= What you have to do =
Images excepted, the data below must be repeated exactly.

=== Data excerpts ===

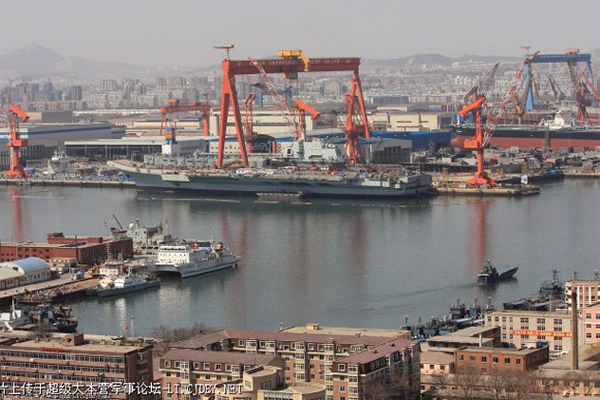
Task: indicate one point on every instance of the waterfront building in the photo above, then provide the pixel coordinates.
(591, 323)
(198, 368)
(526, 328)
(475, 336)
(102, 366)
(586, 291)
(23, 272)
(85, 250)
(348, 361)
(490, 360)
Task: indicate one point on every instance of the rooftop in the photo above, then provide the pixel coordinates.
(328, 330)
(108, 346)
(224, 357)
(289, 336)
(378, 351)
(436, 357)
(500, 350)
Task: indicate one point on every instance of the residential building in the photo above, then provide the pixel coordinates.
(325, 355)
(591, 323)
(587, 293)
(490, 360)
(73, 365)
(526, 328)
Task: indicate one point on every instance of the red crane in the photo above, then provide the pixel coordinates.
(173, 105)
(477, 142)
(304, 108)
(249, 133)
(15, 113)
(290, 65)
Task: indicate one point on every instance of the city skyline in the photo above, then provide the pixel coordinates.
(183, 36)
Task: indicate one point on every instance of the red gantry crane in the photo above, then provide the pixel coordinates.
(291, 63)
(477, 142)
(15, 113)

===

= Solution for this problem =
Task: indicate one point on every instance of the waterfront building in the photo above, then provide the pixel coordinates.
(591, 323)
(198, 368)
(526, 328)
(475, 336)
(102, 366)
(586, 291)
(23, 272)
(85, 250)
(348, 361)
(490, 360)
Task: indicate one point on every instance of the rooftop in the photo above, then provide the pixel coordinates.
(328, 330)
(108, 346)
(224, 357)
(289, 336)
(378, 351)
(436, 357)
(500, 350)
Task: indicate one point on every instance of the residential building in the photo above, then provide the pixel coordinates.
(325, 355)
(591, 323)
(587, 293)
(490, 360)
(73, 365)
(526, 328)
Task: indicate one point on every instance of the red crane in the photo above, then provide the pixel coordinates.
(173, 105)
(477, 142)
(304, 108)
(249, 133)
(15, 113)
(290, 65)
Task: indicate one point on every instance of the city skyline in the photo above, then provide the pixel coordinates.
(183, 36)
Task: indicate one point on every instance of the red gantry crane in the photo above, then provide the pixel coordinates.
(291, 63)
(477, 142)
(15, 113)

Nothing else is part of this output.